Start of Data supplied

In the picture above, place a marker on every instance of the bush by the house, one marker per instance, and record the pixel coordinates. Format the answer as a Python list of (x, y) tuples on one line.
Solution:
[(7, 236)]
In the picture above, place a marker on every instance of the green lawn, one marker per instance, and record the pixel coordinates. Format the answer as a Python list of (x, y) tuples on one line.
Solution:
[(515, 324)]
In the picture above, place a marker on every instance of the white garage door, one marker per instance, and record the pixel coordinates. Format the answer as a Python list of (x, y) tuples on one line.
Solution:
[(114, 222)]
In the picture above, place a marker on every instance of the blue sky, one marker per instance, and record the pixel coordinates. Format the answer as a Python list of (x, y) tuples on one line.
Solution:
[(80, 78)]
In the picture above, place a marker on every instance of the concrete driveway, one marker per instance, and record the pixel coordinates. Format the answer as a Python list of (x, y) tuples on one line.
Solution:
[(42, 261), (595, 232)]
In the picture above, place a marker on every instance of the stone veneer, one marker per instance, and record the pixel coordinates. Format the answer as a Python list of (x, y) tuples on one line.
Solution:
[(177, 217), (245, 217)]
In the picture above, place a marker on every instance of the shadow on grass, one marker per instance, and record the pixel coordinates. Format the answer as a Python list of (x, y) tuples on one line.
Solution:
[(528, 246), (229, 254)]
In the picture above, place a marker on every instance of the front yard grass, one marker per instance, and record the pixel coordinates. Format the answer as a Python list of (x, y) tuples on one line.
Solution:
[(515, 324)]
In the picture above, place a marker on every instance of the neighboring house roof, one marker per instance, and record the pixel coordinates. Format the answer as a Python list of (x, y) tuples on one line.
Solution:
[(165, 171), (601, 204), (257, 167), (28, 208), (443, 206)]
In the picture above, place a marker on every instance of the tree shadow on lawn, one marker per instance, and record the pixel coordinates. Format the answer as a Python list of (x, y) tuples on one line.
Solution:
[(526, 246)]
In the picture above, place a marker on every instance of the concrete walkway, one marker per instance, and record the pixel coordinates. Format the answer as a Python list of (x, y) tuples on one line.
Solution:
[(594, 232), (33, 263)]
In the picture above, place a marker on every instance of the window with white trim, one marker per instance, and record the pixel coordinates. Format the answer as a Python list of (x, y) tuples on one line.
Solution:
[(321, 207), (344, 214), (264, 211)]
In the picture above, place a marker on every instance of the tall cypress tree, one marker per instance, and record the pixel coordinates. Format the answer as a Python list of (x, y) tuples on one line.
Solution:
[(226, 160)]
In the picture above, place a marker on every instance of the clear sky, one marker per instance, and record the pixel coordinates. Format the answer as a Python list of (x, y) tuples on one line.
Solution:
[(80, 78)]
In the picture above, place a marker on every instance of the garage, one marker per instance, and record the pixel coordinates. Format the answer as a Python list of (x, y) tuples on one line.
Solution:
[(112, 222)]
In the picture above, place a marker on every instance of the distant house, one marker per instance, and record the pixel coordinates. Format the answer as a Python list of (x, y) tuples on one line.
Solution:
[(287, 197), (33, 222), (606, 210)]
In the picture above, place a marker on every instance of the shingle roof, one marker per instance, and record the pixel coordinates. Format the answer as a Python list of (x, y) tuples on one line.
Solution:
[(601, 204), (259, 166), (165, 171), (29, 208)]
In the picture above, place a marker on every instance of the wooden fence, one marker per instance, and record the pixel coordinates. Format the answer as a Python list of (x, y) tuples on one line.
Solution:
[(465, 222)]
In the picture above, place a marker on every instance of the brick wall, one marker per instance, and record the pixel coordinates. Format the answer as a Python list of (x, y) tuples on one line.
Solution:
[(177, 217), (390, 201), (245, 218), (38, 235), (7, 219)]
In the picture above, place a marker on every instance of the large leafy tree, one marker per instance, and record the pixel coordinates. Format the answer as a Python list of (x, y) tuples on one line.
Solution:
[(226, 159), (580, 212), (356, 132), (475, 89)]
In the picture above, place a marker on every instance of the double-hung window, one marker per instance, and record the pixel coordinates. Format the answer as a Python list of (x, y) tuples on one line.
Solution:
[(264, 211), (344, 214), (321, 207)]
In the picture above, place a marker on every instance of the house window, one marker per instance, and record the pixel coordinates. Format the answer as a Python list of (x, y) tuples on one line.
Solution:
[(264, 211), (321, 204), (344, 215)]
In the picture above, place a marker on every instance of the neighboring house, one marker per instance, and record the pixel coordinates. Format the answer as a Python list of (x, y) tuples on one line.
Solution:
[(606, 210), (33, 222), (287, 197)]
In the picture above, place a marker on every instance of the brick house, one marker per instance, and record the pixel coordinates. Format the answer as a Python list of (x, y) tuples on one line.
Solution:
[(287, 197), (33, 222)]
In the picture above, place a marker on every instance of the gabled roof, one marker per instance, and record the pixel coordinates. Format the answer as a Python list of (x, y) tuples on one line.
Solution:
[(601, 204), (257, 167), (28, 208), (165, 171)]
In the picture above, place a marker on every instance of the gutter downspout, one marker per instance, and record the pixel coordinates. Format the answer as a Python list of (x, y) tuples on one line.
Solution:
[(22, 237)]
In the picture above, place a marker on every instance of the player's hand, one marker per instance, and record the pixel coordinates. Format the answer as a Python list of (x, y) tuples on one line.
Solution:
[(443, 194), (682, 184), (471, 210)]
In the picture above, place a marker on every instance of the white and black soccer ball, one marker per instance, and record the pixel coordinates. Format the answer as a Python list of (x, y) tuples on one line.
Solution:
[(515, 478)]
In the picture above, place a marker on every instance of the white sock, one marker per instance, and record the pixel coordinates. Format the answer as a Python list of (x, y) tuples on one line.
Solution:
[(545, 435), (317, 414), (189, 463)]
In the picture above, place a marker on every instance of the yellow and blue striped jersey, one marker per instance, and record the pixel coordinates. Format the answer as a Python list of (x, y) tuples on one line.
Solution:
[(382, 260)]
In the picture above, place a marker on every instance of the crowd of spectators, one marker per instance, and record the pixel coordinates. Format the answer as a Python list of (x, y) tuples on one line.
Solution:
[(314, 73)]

End of Data supplied

[Requirement]: Once you have counted the lines of the records that contain the word "roof", give the count and nothing else.

[Response]: 3